* _TASK TO COMPLETE_
Show every line below that contains the string "point", matching case exactly.

[Source records]
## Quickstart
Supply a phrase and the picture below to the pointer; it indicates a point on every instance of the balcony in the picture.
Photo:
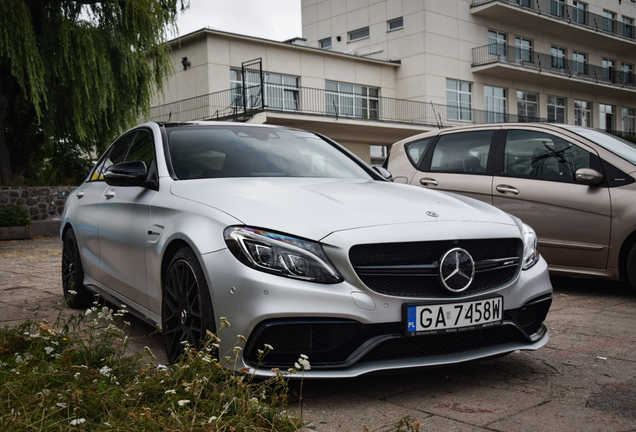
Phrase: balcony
(561, 20)
(498, 60)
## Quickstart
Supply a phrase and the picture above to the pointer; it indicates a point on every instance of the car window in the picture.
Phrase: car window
(239, 151)
(417, 149)
(465, 152)
(542, 156)
(143, 148)
(116, 154)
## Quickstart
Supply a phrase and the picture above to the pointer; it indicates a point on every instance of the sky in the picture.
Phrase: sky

* _THE SOLUTION_
Supply a phrase and the picture below to the pointer; it indicates a point on every instance of the balcony in the picture.
Supply a phrase and the picture above to the pointer; it indicates a point on every instance of the car window in the picture.
Supply a phrase and the picture above to the pointer; it indicates a point on every instance of the sky in the picture.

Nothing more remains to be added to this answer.